AIM:
Could you repeat every line of these records exactly, with the pictures left out?

(Saved entries)
━━━━━━━━━━━━━━━━━━━━━━━━━━━━━━

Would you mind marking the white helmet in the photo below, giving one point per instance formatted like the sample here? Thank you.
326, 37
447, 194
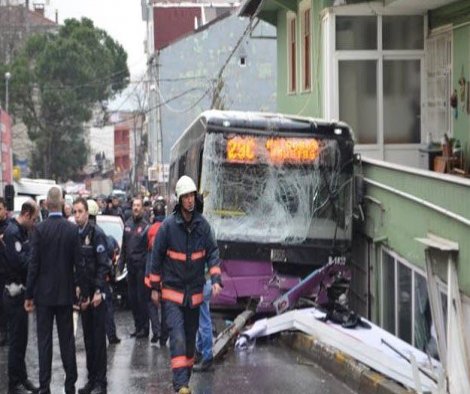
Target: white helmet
184, 186
93, 209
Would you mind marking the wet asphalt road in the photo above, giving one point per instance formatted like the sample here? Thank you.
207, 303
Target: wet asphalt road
134, 366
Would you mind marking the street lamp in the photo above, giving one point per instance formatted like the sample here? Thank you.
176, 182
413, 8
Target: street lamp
7, 79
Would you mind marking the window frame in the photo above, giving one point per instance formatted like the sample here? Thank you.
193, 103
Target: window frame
397, 259
291, 24
306, 53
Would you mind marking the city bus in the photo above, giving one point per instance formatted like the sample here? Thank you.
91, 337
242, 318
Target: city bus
277, 191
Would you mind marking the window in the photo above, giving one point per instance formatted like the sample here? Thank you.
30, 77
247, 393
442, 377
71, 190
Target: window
356, 32
379, 77
402, 97
439, 84
292, 54
306, 50
405, 308
358, 97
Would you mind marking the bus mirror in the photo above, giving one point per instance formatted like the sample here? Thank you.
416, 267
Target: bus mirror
359, 190
357, 158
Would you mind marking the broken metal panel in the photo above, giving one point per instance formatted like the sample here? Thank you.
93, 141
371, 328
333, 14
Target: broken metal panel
457, 360
364, 345
437, 311
255, 198
451, 340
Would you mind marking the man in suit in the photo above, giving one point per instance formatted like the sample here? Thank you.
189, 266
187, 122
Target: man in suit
4, 220
51, 288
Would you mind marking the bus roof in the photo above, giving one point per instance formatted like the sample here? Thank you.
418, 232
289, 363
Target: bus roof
250, 121
267, 121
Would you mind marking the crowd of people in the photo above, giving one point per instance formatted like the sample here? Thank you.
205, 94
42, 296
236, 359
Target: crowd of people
59, 266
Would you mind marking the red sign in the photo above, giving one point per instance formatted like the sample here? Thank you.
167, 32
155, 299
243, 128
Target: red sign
274, 150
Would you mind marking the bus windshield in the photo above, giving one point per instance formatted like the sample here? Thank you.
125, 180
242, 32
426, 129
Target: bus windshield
276, 189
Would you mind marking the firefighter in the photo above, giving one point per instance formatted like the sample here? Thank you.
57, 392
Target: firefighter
94, 253
157, 319
17, 254
134, 255
4, 220
182, 249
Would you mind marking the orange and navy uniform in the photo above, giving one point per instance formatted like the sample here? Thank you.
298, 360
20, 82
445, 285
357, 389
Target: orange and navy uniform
179, 257
151, 234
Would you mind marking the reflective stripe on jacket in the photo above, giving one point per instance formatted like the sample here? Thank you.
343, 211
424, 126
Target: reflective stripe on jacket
179, 257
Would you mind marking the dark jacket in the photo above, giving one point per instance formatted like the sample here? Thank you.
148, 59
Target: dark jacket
134, 244
96, 264
55, 258
17, 253
3, 226
179, 256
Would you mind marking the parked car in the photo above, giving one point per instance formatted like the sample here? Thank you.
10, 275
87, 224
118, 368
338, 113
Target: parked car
114, 226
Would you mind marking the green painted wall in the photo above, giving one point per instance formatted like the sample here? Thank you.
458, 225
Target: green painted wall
461, 67
401, 220
301, 103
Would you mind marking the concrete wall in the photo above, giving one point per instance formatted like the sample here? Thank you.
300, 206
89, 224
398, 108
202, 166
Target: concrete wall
397, 220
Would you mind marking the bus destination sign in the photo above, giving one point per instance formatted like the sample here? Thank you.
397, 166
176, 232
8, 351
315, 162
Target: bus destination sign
274, 150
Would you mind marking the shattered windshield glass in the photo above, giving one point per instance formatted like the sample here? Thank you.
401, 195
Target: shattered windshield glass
275, 189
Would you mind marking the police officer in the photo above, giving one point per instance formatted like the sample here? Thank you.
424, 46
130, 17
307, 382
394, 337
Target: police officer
134, 255
3, 225
17, 254
53, 273
95, 269
112, 247
183, 248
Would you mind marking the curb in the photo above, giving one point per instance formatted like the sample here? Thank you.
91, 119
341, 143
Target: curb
354, 374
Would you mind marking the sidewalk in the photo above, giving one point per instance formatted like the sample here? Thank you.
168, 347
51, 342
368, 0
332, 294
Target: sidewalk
354, 374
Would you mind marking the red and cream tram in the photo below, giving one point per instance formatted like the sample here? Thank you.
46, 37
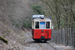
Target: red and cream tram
41, 28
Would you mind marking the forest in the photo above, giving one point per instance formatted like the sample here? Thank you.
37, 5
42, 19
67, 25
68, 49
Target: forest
16, 17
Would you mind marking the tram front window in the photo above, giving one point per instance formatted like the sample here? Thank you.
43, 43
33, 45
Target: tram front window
37, 25
48, 25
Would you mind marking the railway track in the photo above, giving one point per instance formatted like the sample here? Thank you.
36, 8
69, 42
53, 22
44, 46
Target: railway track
42, 45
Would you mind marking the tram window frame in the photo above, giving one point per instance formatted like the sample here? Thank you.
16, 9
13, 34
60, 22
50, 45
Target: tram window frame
48, 25
38, 25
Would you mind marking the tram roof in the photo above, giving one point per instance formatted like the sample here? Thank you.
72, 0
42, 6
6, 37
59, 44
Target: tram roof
41, 19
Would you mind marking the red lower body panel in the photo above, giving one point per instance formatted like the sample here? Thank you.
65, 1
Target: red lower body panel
38, 33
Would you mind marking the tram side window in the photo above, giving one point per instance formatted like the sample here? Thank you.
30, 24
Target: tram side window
48, 25
37, 25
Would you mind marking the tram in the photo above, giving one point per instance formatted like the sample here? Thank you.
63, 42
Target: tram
41, 28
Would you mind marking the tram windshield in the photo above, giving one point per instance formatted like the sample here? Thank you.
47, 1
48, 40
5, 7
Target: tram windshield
42, 25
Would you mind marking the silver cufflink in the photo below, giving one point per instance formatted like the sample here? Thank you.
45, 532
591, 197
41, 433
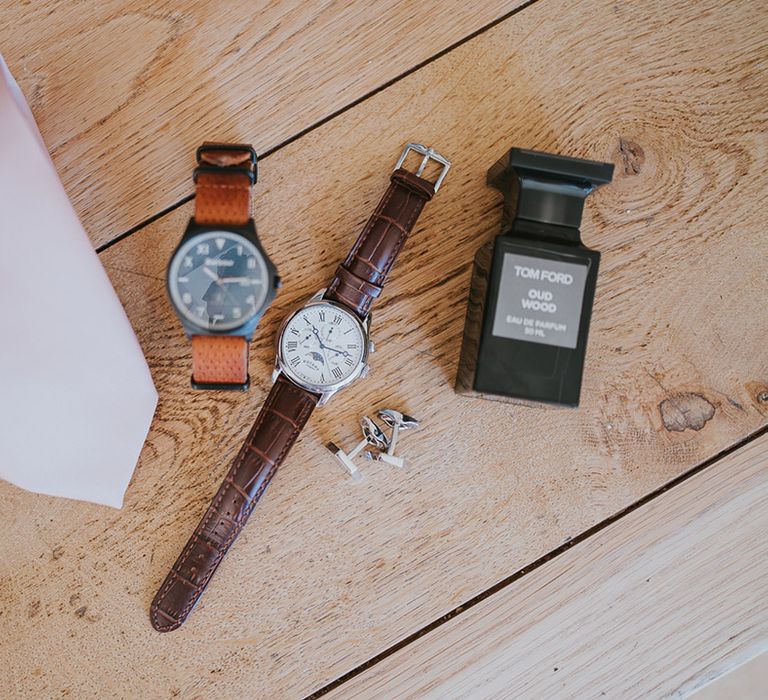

━━━━━━━━━━━━━━━━━━━━━━━━━━━━━━

TASK OUTPUT:
Would you mind marking the white helmet in the photo below, giving one point per instance formatted like the sample here? Thank you.
326, 37
447, 194
Target: white helmet
184, 186
93, 209
Would you mind marking the wet asphalt road in the photo above, giving one point per instance formatted like the sample here? Thank you.
207, 303
Target: wet asphalt road
134, 366
Would you mind marking the street lamp in the photo above, giving one point per instance formatted like the sample here? Thank you.
176, 182
413, 8
Target: street lamp
7, 79
Would you mind marking the window frame in the photo above, giving one point per instance formatted like the sample here? Thank you.
193, 103
Target: window frame
397, 259
291, 24
306, 53
Would you mind marking the city bus in the photo above, giving one point per instance formatted like the sample here? Thank you.
91, 337
242, 318
Target: city bus
277, 191
Would you mind marking the window in the photo above, giving one point per instance formatted like the sample here? Thank you.
30, 77
247, 393
442, 377
71, 190
Target: window
356, 32
379, 77
402, 97
439, 84
292, 54
306, 50
405, 308
358, 97
Would you mind marking the bus mirror in the photo above, giving one point per instance formatted like the sample here? Thank you.
416, 267
Target: bus mirror
359, 190
357, 158
Would you mind marking the broken metal panel in the photo above, giving one point per instance formatted like the sample here? Thank you.
93, 141
371, 328
333, 14
Target: broken metal panel
457, 360
364, 345
437, 311
255, 198
451, 340
Would you mind marking the man in suit in the photo above, giving one point per instance formatted like the sample here? Thank you.
189, 266
187, 122
Target: man in suit
4, 220
51, 288
Would you mind marking the bus roof in the photo above, giving one point per instance formatted like the sample here? Thank you.
418, 232
289, 363
Target: bus roof
250, 121
267, 121
Would you mind marking the crowd of people in the photo above, giving one point per instance formatted like the sample here? Thank you.
205, 94
42, 296
236, 359
Target: crowd of people
59, 266
Would you mind marking the red sign in the photo above, giving one point per instance formatted like the sample here? Thank you.
167, 32
155, 299
243, 128
Target: red sign
274, 150
Would you mind marking the bus windshield in the photo above, giving one point per instance formatted like the sample here? Thank you.
125, 180
242, 32
426, 129
Target: bus windshield
276, 189
Would you mind marking the firefighter in the photo above, giving one point per instance formatted like the sample here? Thank you.
57, 392
Target: firefighter
94, 253
157, 319
17, 254
134, 255
4, 220
182, 249
Would you mind marking the orange and navy uniform in the photo above, giving one point per instance formatted like the sample here? Thank you.
298, 360
20, 82
445, 285
357, 389
Target: orange and navy uniform
179, 257
151, 234
Would you mind marking the reflective stripe on jacket in the photo above, giving one point per instance formatted like the sample here? Thank you.
343, 211
424, 126
Target: reflective stripe on jacket
179, 257
Would you mind marking the dark jacket in the photo above, giving one point per instance formatted like the sample here? Thank you.
148, 59
Target: dark jacket
134, 244
96, 264
55, 258
17, 253
3, 226
179, 256
Would you mind marking the parked car in the photo above, giving one point per instance formatted like the sample here? Thank you.
10, 275
87, 224
118, 368
338, 113
Target: parked car
114, 226
Would you mind marking the green painted wall in the photo above, giving one point per instance formatted like the sample here? Thank you.
458, 225
Target: green painted wall
461, 67
401, 220
301, 103
Would you mind marking the concrete wall in the photo above, giving one point per instance formatted like the sample here? Thank you.
300, 206
89, 224
398, 108
202, 166
Target: concrete wall
397, 220
Would you mind marking the bus destination sign in the photo above, giving one point per instance formatted like the sample here? Thank you.
397, 166
176, 232
8, 351
315, 162
Target: bus destination sign
274, 150
Would you mind marking the shattered windshield glass in the photo above, giving one point per instance formatted like the sample here? Thank you.
401, 195
Target: shattered windshield glass
275, 189
Would you mind marking the police officer in the photo above, giving one point per instance formatted like the sample here? Thank you.
424, 46
130, 17
307, 382
394, 337
Target: police officer
134, 255
3, 225
17, 254
53, 273
95, 269
112, 247
183, 248
Would you mind marking the curb in the photo above, giving one point per instance formatted like the sample here? Thank you.
91, 119
341, 143
Target: curb
354, 374
Would you mind marking the sidewalk in the photo above, giving one point per instance formatted like the sample here? Thank you.
168, 347
51, 342
368, 0
332, 294
Target: sidewalk
354, 374
Would you mind marking the red and cream tram in the photo below, giving one point per instance formatted like the sample here? Thank you.
46, 37
Target: red and cream tram
41, 28
Would you mind marking the forest in the photo above, giving one point per instance formatted like the sample here? Thank you.
37, 5
42, 19
67, 25
68, 49
Target: forest
16, 17
Would you mind marking the tram front window in the photo above, giving one point per instance formatted like the sample here? Thank you.
43, 43
33, 45
Target: tram front window
37, 25
48, 25
Would you mind marking the railway track in the photo above, giving one point per instance formatted like the sample here? Thank you.
36, 8
69, 42
53, 22
44, 46
Target: railway track
42, 45
Would you mind marking the tram window frame in the photo above, giving one point per instance formatted like the sample here? Thank you.
16, 9
13, 34
60, 22
50, 45
Target: tram window frame
48, 25
38, 25
Would you mind marking the tram roof in the photo above, giving one point per instance formatted like the sample here? Thank you.
72, 0
42, 6
6, 37
59, 44
Target: tram roof
41, 19
Would you mind marking the red lower body panel in the photo above, giving one point per instance formatted like the sample here? Thank you.
65, 1
Target: red lower body panel
38, 33
Would you mind marking the tram side window in the photo above, giving one point per instance formatted like the sample here? Thank you.
30, 24
Target: tram side window
48, 25
37, 25
Would you mind marking the tram in the photo above, giving one point per instance formatted like the sample here? Thank you.
63, 42
Target: tram
41, 28
Would you mind marking the tram windshield in the photo above, giving one point per instance formatted like the sample here? Thank you.
47, 1
48, 40
5, 7
Target: tram windshield
42, 25
Would you mind marking the silver cufflink in the photo below, giving one point per instance formatted like the sample here? Thank you.
45, 532
591, 197
41, 433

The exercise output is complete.